Uh, Victor... the OP is expressing his surprise that there exists at least
one compiler for which sizeof(std::string) is 4, not that every compiler
returns 4... (existential vs. universal quantifier....)
 
K

Karl Heinz Buchegger

So my main question is: Assuming that sizeof(char*) equals 4, how
is it possible that sizeof(std::string) can be 4 on any compiler?

I really don't know how the GNU people implemented std::string.
But who says that the pointer in std::string has to point to the
characters?
What about an intermeidate structure which holds, amongst the other
things you mentioned, a reference counter? Then it would be possible
that in

std::string st1 = "hello world";
std::string st2 = "hello world";

both strings internally point to the very same memory area

st1 st2
+-------+ +--------+
| o-----------+ +-------------o |
+-------+ | | +--------+
| |
| |
v v
+----------+
| cap: 12 |
| len: 11 |
| ref: 2 |
| data: o--------+
+----------+ |
|
+-------------------------+
|
v
+---+---+---+---+---+---+---+---+---+---+---+---+
| h | e | l | l | o | | w | o | r | l | d | |
+---+---+---+---+---+---+---+---+---+---+---+---+
Also, shouldn't sizeof(std::string) be AT LEAST sizeof(char*) +
sizeof(unsigned int) ? I'm curious why it isn't on the GNU C++
compiler that I'm using.

As said: I don't know if the GNU people did it that way. But it would
be possible.
 
J

jl_post

Victor Bazarov replied:
It does? Really? Wait, didn't you just say that
"Under the Visual C++ 6.0, size1 .. equalled 16"?
And 'size1' _is_ 'sizeof(std::string)', no?
So, why do you say "sizeof(std::string) returns 4
with any compiler"? It apparently does NOT in VC++
6.0...


I apologize, Victor. When I said "it returns 4 with any compiler" I
did not mean "it returns 4 with EVERY compiler." By using the word
"any" I meant to say that "if there exists any compiler with which
sizeof(std::string) returns 4, then I have trouble understanding why 4
is returned."

And you are right in saying that it apparently does not return 4 in
VC++ 6.0. My point was that it made sense to me that VC++ returned a
value greater than 4, but I was confused that some compilers (by which
I mean GNU C++ and not VC++ 6.0) returned 4.

_Record extracts_
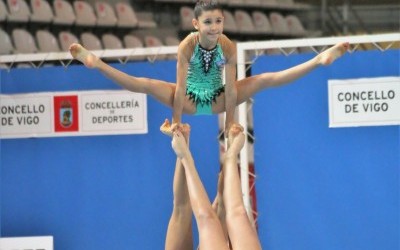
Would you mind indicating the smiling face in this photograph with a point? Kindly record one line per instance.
(210, 25)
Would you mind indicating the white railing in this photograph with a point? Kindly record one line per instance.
(313, 44)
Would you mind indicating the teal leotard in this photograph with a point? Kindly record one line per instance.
(204, 78)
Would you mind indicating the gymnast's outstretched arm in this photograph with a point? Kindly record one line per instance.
(179, 234)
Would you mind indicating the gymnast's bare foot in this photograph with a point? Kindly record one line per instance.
(330, 55)
(83, 55)
(167, 129)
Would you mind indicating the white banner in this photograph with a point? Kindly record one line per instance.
(364, 102)
(72, 114)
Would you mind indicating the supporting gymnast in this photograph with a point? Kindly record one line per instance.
(202, 56)
(211, 234)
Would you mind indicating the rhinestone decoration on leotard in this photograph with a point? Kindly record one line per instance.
(207, 57)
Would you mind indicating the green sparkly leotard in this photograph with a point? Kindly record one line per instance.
(204, 78)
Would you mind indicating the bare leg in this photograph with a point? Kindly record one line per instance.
(247, 87)
(241, 233)
(160, 90)
(219, 207)
(179, 234)
(210, 230)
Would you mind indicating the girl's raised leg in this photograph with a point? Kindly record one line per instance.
(211, 235)
(179, 234)
(249, 86)
(161, 90)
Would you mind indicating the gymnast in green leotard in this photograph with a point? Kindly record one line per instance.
(203, 57)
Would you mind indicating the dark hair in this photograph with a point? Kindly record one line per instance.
(205, 5)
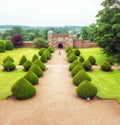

_Short exercise_
In the forum thread, what value did size1 equal under Visual C++ 6.0?

_The completed task_
16